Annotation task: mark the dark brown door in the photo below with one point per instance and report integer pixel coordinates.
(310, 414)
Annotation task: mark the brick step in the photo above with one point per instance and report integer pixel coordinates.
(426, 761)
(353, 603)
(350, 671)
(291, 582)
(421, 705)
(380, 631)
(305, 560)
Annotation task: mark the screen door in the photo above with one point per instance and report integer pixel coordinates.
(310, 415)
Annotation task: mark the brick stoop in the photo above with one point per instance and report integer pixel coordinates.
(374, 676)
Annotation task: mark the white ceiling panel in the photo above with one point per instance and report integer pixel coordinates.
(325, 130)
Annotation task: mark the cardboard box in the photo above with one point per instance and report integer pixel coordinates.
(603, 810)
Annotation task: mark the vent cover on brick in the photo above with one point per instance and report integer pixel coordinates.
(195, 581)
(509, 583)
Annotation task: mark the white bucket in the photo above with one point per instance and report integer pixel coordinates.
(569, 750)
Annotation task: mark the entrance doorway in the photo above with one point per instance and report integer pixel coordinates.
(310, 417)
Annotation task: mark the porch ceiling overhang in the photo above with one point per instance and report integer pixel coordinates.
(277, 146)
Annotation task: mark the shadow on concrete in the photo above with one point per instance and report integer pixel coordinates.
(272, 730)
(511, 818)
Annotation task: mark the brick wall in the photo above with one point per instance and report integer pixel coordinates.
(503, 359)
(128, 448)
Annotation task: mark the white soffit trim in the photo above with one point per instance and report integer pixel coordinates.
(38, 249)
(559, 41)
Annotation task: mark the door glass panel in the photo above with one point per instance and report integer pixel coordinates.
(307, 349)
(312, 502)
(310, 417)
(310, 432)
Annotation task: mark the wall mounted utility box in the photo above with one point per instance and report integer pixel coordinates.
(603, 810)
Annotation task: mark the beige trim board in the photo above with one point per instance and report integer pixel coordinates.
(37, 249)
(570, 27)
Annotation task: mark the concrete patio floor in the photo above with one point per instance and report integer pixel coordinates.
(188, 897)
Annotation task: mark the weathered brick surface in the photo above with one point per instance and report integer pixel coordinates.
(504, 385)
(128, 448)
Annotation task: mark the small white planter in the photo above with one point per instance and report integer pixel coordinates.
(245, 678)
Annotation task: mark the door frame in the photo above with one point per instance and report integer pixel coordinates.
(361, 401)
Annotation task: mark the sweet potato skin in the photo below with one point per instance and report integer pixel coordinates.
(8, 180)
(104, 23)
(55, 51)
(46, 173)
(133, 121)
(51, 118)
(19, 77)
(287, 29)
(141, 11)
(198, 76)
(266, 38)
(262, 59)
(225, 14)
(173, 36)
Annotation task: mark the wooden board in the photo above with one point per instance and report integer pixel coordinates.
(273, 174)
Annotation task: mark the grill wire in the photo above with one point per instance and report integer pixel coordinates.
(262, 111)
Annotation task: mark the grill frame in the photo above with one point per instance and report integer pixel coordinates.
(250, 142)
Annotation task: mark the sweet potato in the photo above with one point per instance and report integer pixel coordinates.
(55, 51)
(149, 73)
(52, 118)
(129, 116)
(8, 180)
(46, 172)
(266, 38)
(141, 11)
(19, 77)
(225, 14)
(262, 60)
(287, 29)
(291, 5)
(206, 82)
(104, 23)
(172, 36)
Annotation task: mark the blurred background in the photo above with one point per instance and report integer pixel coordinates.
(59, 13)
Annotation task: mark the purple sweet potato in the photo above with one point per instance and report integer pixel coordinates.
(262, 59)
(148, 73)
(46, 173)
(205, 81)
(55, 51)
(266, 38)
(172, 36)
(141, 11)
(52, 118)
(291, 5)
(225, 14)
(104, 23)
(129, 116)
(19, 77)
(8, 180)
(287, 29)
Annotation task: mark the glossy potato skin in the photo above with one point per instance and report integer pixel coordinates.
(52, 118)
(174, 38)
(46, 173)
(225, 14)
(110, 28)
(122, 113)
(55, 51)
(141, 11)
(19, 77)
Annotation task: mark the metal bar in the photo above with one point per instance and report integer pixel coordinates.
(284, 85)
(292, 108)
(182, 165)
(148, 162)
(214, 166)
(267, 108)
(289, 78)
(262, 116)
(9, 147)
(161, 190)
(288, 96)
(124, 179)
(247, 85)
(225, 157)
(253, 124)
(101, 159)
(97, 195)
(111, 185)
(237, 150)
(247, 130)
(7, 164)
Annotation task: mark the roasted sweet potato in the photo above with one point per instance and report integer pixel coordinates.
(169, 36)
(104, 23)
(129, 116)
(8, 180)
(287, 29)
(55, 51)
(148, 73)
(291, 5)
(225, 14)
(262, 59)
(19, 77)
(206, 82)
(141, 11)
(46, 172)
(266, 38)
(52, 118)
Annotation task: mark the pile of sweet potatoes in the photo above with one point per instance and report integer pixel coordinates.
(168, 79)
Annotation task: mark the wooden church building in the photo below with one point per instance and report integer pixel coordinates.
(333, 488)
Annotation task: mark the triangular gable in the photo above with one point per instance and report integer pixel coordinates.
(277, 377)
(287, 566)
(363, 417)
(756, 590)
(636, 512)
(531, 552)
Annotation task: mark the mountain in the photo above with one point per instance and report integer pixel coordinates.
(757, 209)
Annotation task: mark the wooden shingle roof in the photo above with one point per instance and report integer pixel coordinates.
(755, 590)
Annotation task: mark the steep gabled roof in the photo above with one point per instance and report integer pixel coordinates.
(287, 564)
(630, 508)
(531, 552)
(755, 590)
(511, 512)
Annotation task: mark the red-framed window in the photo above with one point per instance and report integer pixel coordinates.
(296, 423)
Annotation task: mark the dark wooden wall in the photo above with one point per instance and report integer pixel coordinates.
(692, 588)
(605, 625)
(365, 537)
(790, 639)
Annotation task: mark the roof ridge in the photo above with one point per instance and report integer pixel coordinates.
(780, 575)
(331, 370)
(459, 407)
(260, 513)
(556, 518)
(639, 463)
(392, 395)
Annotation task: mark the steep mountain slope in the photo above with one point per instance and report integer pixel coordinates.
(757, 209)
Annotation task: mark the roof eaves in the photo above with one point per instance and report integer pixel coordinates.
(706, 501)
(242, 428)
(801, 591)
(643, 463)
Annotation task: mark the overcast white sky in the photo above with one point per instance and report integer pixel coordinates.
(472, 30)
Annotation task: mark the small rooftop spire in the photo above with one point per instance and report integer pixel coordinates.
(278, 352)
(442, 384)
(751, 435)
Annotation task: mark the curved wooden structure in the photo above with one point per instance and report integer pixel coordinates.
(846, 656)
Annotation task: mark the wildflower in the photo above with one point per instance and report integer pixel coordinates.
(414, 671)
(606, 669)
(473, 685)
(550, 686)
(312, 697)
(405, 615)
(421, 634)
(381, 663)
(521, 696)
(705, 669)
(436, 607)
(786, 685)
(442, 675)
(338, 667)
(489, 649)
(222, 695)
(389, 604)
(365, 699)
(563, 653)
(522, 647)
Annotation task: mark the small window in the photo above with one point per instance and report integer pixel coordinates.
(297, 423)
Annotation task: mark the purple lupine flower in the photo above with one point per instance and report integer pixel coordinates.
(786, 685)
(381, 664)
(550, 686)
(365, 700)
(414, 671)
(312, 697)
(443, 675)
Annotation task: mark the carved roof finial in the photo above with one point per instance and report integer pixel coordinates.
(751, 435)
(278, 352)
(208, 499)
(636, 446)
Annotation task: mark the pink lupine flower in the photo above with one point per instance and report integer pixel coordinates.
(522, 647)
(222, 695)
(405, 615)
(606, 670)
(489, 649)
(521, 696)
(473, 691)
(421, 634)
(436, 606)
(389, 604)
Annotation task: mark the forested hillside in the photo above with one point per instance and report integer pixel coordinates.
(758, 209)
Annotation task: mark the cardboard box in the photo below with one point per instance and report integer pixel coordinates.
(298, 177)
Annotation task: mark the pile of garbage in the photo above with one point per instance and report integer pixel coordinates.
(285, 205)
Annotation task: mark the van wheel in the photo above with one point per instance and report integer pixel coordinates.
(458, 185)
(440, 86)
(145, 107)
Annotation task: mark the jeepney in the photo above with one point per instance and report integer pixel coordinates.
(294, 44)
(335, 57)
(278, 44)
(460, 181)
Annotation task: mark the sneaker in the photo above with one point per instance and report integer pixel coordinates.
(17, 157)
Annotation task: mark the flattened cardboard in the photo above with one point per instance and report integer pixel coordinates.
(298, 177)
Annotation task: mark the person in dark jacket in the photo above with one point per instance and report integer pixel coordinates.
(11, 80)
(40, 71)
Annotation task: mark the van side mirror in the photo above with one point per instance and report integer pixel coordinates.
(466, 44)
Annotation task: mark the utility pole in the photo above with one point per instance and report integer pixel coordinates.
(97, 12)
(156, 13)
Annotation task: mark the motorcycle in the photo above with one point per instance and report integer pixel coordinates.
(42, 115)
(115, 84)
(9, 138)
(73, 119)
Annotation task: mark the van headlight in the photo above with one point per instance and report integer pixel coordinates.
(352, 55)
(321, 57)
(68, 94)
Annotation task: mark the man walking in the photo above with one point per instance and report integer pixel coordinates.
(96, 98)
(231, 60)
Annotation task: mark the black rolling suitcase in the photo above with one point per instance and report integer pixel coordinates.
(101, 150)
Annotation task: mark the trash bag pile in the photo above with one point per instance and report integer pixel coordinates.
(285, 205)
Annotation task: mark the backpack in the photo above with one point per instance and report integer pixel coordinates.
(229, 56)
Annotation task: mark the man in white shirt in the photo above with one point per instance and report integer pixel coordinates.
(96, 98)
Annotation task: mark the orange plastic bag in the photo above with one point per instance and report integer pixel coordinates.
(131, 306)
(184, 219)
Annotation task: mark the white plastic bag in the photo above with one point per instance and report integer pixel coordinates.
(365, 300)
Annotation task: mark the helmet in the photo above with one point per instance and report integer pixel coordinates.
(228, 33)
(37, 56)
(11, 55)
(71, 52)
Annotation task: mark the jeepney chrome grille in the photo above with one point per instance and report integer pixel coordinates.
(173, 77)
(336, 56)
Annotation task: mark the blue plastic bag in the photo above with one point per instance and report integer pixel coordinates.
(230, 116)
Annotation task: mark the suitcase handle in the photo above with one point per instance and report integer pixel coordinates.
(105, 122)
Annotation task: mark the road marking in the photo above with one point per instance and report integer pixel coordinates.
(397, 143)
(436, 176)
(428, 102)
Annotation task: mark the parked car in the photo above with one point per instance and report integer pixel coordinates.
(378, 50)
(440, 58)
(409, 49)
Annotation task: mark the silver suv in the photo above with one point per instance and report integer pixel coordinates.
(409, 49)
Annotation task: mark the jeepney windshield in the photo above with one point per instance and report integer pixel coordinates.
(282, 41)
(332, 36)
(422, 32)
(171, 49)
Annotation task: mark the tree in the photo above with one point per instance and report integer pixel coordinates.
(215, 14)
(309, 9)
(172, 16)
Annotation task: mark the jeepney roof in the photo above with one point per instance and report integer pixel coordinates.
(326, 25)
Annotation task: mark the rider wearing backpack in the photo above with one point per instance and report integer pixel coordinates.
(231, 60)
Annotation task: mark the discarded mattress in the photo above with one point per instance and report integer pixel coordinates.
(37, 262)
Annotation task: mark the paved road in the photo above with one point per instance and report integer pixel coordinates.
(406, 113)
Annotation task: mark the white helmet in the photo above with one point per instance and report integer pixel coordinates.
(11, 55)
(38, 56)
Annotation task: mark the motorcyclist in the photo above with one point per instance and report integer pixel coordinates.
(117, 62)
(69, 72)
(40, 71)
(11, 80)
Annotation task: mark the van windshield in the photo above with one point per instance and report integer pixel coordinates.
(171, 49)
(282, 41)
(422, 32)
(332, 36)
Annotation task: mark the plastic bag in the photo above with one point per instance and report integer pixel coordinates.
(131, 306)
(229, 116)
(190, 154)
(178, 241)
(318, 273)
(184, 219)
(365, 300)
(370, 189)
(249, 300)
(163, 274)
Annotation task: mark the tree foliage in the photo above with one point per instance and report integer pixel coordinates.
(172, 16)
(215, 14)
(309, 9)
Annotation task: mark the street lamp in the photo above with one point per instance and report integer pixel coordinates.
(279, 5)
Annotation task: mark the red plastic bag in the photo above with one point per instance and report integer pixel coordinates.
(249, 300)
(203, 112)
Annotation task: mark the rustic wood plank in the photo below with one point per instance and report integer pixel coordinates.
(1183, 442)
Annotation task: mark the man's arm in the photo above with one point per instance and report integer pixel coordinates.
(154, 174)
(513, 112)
____
• **Directions for this task**: Copy exactly the lines from the one containing "Annotation task: mark the rider" through the last line of the records, both included, and nothing else.

• **Exercise solution**:
Annotation task: mark the rider wearing backpack in the photo above with one point per instance and report integer pixel coordinates.
(231, 60)
Annotation task: mark the discarded mattress in the photo above with one point per instance and report integer pixel coordinates.
(37, 262)
Annotation task: mark the paved road in the photo above with one point per instance and report integer pixel coordinates.
(406, 113)
Annotation task: mark the white helmet in the photo above with one point per instance and report integer pixel coordinates.
(11, 55)
(38, 56)
Annotation task: mark the motorcyclist in the photo above with one point per instance and report integer pixel coordinates.
(117, 62)
(69, 72)
(40, 71)
(11, 80)
Annotation task: mark the van windshield in the photo above with one point per instance and report integer pixel coordinates.
(171, 49)
(282, 41)
(422, 32)
(332, 36)
Annotation task: mark the plastic bag in the photo above with one point per instance and report integer pixel coordinates.
(131, 306)
(229, 116)
(190, 154)
(178, 241)
(318, 273)
(184, 219)
(365, 300)
(370, 189)
(249, 300)
(163, 274)
Annotation task: mark the tree foliage in the photo above with one point per instance and report integer pixel coordinates.
(172, 16)
(215, 14)
(309, 9)
Annotation task: mark the street lamp in the photo above with one point per instance and report integer pixel coordinates.
(279, 5)
Annotation task: mark the red plastic bag in the photo above with one point per instance and report integer pixel coordinates.
(249, 300)
(203, 112)
Annotation task: mark the rustic wood plank in the photo below with one point per instance and report integer pixel coordinates.
(1183, 442)
Annotation task: mark the man's arm in the photo above with one point per instance and report integer pixel coordinates.
(154, 174)
(513, 112)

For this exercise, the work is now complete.